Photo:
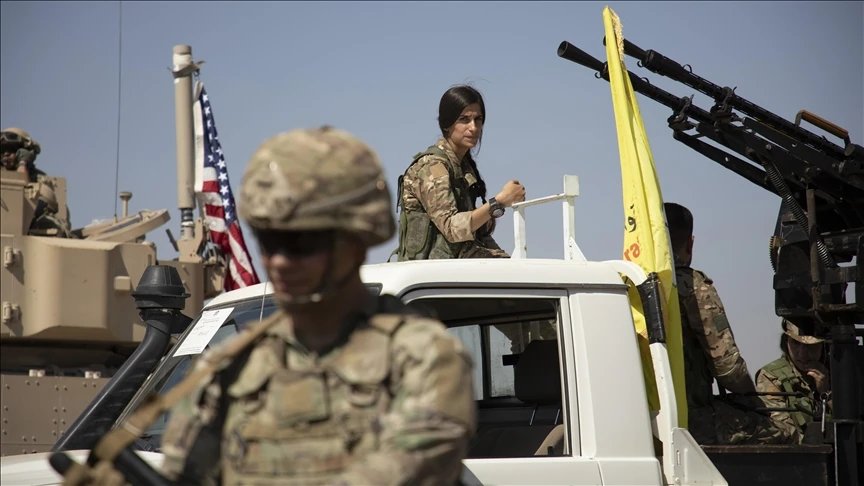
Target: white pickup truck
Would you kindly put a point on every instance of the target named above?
(558, 380)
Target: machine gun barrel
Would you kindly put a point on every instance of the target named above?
(681, 106)
(726, 98)
(572, 53)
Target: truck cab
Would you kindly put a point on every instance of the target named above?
(557, 376)
(558, 379)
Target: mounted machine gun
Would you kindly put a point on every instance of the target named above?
(820, 222)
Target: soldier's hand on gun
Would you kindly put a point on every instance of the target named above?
(512, 192)
(820, 376)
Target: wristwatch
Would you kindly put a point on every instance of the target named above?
(496, 210)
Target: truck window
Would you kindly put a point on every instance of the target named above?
(514, 343)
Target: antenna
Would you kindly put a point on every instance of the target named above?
(119, 98)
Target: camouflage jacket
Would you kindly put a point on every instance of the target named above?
(434, 194)
(781, 375)
(710, 351)
(391, 403)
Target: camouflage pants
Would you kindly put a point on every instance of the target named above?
(724, 424)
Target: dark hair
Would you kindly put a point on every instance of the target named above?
(680, 221)
(452, 103)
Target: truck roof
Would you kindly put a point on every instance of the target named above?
(397, 277)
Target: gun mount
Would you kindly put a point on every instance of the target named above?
(69, 315)
(820, 222)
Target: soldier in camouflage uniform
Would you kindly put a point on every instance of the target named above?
(710, 353)
(342, 388)
(437, 193)
(19, 151)
(798, 370)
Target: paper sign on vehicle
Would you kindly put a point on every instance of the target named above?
(203, 331)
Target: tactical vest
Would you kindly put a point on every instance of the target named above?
(419, 238)
(697, 372)
(793, 383)
(698, 378)
(287, 427)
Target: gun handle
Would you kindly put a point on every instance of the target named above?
(822, 123)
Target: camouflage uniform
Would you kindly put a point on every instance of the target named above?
(436, 201)
(390, 403)
(46, 215)
(781, 375)
(710, 353)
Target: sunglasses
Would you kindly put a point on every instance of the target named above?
(296, 244)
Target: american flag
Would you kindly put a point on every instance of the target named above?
(215, 196)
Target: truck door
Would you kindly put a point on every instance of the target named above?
(524, 383)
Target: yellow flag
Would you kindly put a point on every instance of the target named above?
(646, 238)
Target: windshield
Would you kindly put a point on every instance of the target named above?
(209, 328)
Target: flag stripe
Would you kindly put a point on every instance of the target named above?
(214, 193)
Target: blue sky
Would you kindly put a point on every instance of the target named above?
(378, 69)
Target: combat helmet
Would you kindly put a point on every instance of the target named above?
(14, 135)
(317, 179)
(794, 332)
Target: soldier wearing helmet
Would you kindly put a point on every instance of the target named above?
(799, 370)
(18, 151)
(341, 387)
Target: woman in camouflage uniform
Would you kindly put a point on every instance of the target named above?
(799, 370)
(438, 191)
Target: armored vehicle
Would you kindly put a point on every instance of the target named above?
(69, 319)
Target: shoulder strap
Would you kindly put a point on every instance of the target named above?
(155, 405)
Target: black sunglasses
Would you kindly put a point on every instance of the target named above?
(297, 244)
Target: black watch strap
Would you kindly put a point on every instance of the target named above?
(496, 210)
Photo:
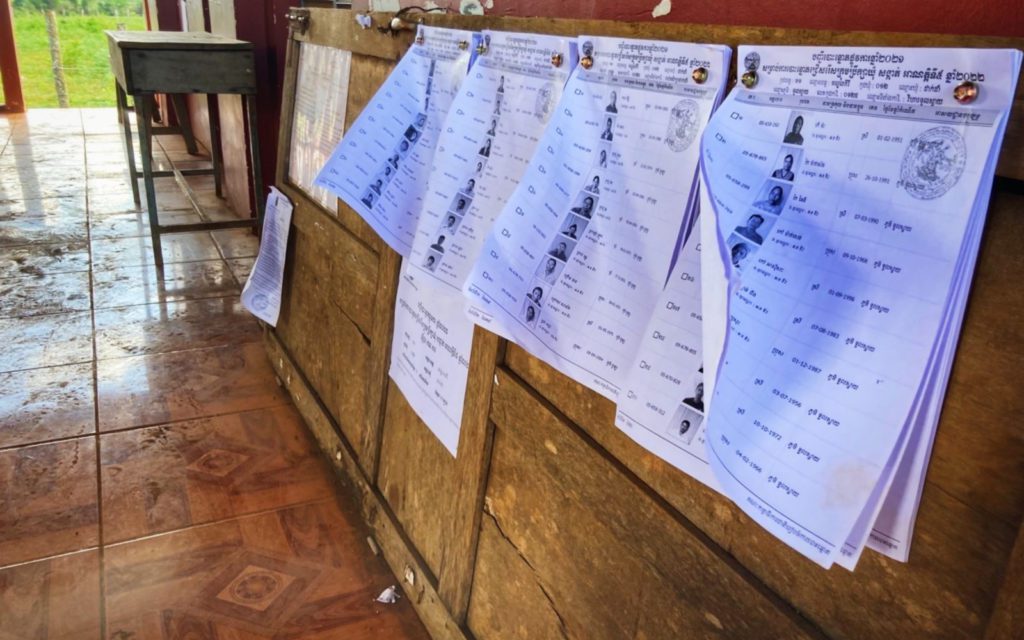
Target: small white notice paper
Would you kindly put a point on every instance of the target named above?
(261, 294)
(430, 352)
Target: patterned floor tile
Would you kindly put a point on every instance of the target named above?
(157, 389)
(181, 281)
(173, 476)
(48, 403)
(41, 294)
(165, 327)
(297, 572)
(56, 598)
(47, 500)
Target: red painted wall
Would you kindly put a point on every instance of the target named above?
(980, 17)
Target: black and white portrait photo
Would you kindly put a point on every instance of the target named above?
(460, 205)
(550, 269)
(606, 133)
(561, 248)
(685, 424)
(695, 400)
(772, 198)
(750, 230)
(431, 261)
(793, 132)
(612, 107)
(529, 314)
(536, 294)
(450, 224)
(369, 199)
(785, 167)
(739, 251)
(585, 206)
(573, 227)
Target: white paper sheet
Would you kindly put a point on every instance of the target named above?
(663, 407)
(492, 131)
(430, 352)
(380, 168)
(318, 118)
(583, 248)
(503, 105)
(846, 190)
(261, 295)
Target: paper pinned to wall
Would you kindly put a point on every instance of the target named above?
(261, 295)
(486, 140)
(663, 406)
(318, 118)
(846, 217)
(380, 167)
(430, 353)
(584, 247)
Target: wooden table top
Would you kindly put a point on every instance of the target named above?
(174, 40)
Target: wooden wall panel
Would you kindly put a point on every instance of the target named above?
(954, 570)
(508, 599)
(417, 476)
(327, 313)
(601, 547)
(585, 534)
(368, 75)
(233, 134)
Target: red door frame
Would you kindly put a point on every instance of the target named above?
(13, 100)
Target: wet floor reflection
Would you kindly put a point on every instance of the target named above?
(139, 417)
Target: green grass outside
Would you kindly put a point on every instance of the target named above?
(83, 48)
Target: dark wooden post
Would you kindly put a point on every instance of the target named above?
(13, 102)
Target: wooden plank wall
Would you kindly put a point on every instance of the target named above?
(552, 523)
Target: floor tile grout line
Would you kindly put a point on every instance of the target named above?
(177, 423)
(241, 516)
(123, 357)
(155, 425)
(95, 408)
(57, 440)
(4, 567)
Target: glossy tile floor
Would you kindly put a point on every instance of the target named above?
(155, 482)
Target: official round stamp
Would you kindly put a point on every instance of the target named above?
(545, 103)
(683, 125)
(933, 163)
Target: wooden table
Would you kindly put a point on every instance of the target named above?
(146, 62)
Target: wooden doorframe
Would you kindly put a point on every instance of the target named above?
(13, 100)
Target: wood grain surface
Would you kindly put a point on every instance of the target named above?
(552, 523)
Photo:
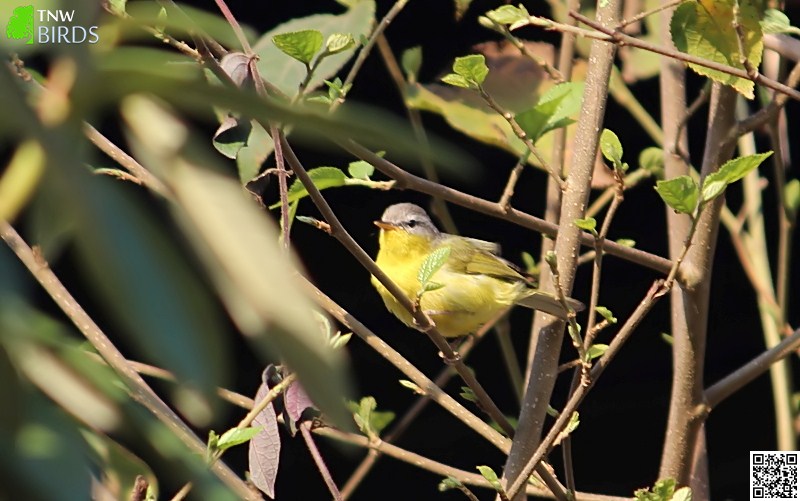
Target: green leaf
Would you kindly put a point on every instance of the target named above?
(704, 29)
(432, 286)
(680, 193)
(606, 314)
(682, 494)
(552, 111)
(457, 81)
(489, 474)
(791, 195)
(339, 42)
(776, 22)
(449, 483)
(411, 61)
(433, 262)
(300, 45)
(323, 178)
(611, 147)
(360, 169)
(473, 68)
(507, 14)
(587, 224)
(652, 159)
(596, 351)
(287, 75)
(574, 422)
(733, 170)
(236, 436)
(369, 421)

*Task to carry out*
All entries must be written out again exactly as given, with no pictures in the copy.

*Solution to this task*
Photo:
Target: white pickup truck
Would you kindly put a point on every instance of the target named above?
(558, 380)
Target: machine gun barrel
Would you kindly put a point on every instance of the target named above?
(681, 106)
(726, 98)
(572, 53)
Target: truck cab
Would you kindly put a point on every instance of the target named above?
(557, 376)
(558, 379)
Target: mounted machine gun
Would you kindly put a point on every instance of the target named above?
(820, 222)
Target: soldier's hand on gun
Would you kindly put a point on every instance of the target named above?
(512, 192)
(820, 376)
Target: wristwatch
Would you kindly put a point on every instance of the target named above?
(496, 210)
Target: truck window
Would you kindly put a point on every instance of the target named above?
(514, 343)
Target: antenna
Would you kindly put a point on every instance of the target named above?
(119, 98)
Target: camouflage jacket
Would you kindly put a point on every instance of the target named above?
(434, 194)
(781, 375)
(710, 351)
(391, 403)
Target: camouflage pants
Would you kindly put a point on every instance of the target named above?
(724, 424)
Target: dark hair
Would you kindly put a point on every instance of the target named above?
(680, 221)
(452, 103)
Target: truck roof
Would you kindly put a point on every instance of the target named above?
(397, 277)
Target: gun mount
Would you kindly put a point on every instance of the target named above?
(69, 315)
(820, 222)
Target: soldier in camouflage uniform
Would you kindly put a point on every instance of the target named above?
(710, 353)
(342, 388)
(437, 193)
(19, 151)
(798, 370)
Target: paper sign on vehicle
Would you kindly put a point on every instance of the target named above?
(203, 331)
Target: tactical vest
Would you kindly put a point on every instance of the target named above?
(419, 238)
(697, 372)
(793, 383)
(698, 378)
(287, 427)
Target: gun handle
Would you kindly put a point on every instance of the target named above?
(822, 123)
Target: camouflage uniform
Would you kindly put a point on every instance of the target named above?
(436, 201)
(390, 403)
(46, 215)
(781, 375)
(710, 353)
Target: sunglasses
Would you kindly put a point on every instance of the target named above?
(296, 244)
Target: american flag
Would you kindly put a point on every instance of the target named above?
(215, 196)
Target: truck door
Would you kindly put a point on every instance of the target named above?
(524, 383)
Target: yellow flag
Would you kindly put a point on every instance of the target named above?
(646, 238)
Target: windshield
Would you kindly put a point on every instance of the target named above?
(209, 328)
Target: flag stripe
Would you kindly put a point on every instance of the target named above?
(214, 193)
Target: blue sky
Would you kindly put a point on every instance of the target named above?
(378, 69)
Target: combat helmet
Would you kindly put a point on every instance of the target named above?
(14, 135)
(317, 179)
(794, 332)
Target: soldier wearing helmet
Would you kindly put a point on every instance of the target named above?
(799, 370)
(18, 151)
(341, 387)
Target: woman in camouflage uniform
Would you kindly put a point on every instance of the target named above?
(799, 370)
(438, 191)
Target: armored vehicle
Would you kindly put a point on every instance of the target named above?
(69, 319)
Target: shoulder strap
Would you kindly put a point on every instance of the target named above?
(155, 405)
Target: black sunglasses
Would you kindly put a point on every instance of the target named above?
(297, 244)
Target: black watch strap
Would you kindly put a point on every instance of the target named above?
(496, 210)
Photo:
Target: small white notice paper
Would you kindly put a point on every instance of the target named above?
(261, 294)
(430, 352)
Target: patterned floor tile
Would you kindly put a point on every instance of the target named above?
(157, 389)
(181, 281)
(173, 476)
(48, 403)
(41, 294)
(165, 327)
(297, 572)
(56, 598)
(47, 500)
Target: red painted wall
Would you kindly put a point on every instance of the target named above?
(980, 17)
Target: black and white portrait photo
Would you kindly put a point on every instance of the target named above?
(460, 205)
(550, 269)
(606, 133)
(561, 248)
(685, 424)
(695, 400)
(772, 198)
(750, 230)
(431, 261)
(793, 132)
(612, 107)
(529, 314)
(536, 294)
(450, 224)
(369, 199)
(785, 167)
(739, 251)
(585, 206)
(573, 227)
Target: white paper sheet
Would you kindly put a point on every instance of the target named above?
(663, 407)
(492, 131)
(430, 352)
(380, 168)
(318, 118)
(583, 248)
(503, 105)
(846, 190)
(261, 295)
Target: paper pinned to wall
Would you kindly put a point on every instance of the target named above?
(261, 295)
(486, 140)
(663, 406)
(318, 118)
(846, 217)
(380, 167)
(430, 353)
(584, 247)
Target: wooden table top
Would you kindly put a point on every instance of the target named above?
(174, 40)
Target: wooden wall panel
Would you kindly put a point on every instance of the target named above?
(954, 570)
(508, 599)
(417, 476)
(327, 313)
(601, 547)
(585, 534)
(368, 75)
(233, 134)
Target: red door frame
Would you kindly put a point on every instance of the target named above?
(13, 100)
Target: wet floor reflection
Would you kindly put a point on every instance of the target named above?
(139, 417)
Target: green grass outside
Would you kindly put a point on every instance of the target named above?
(83, 48)
Target: dark wooden post
Would you kindly put a point on every instance of the target named above?
(13, 102)
Target: wooden plank wall
Would you kindly put a point on every instance of the target named above?
(552, 523)
Target: floor tile grout line
Would you kindly put a point on every instance of the target named above?
(177, 423)
(241, 516)
(123, 357)
(155, 425)
(95, 408)
(57, 440)
(4, 567)
Target: glossy tile floor
Would you kindly put a point on every instance of the target named above?
(155, 482)
Target: official round stamp
Would you kindly put a point on every instance of the target named above?
(545, 103)
(683, 125)
(933, 163)
Target: wooden table
Would you kindly put a point on every instance of the target named above?
(146, 62)
Target: wooden doorframe
Would you kindly put a point on every instance of the target named above?
(13, 100)
Target: wood grain surface
Would you kindly put a point on every instance of the target named above?
(552, 523)
Photo:
Target: green leaf
Would you kindly put a point on every instance of the target named above?
(704, 29)
(432, 286)
(680, 193)
(606, 314)
(682, 494)
(552, 111)
(457, 81)
(489, 474)
(791, 195)
(339, 42)
(776, 22)
(449, 483)
(411, 61)
(433, 262)
(300, 45)
(323, 178)
(611, 147)
(360, 169)
(473, 68)
(507, 14)
(587, 224)
(652, 159)
(596, 351)
(287, 75)
(574, 422)
(733, 170)
(236, 436)
(369, 421)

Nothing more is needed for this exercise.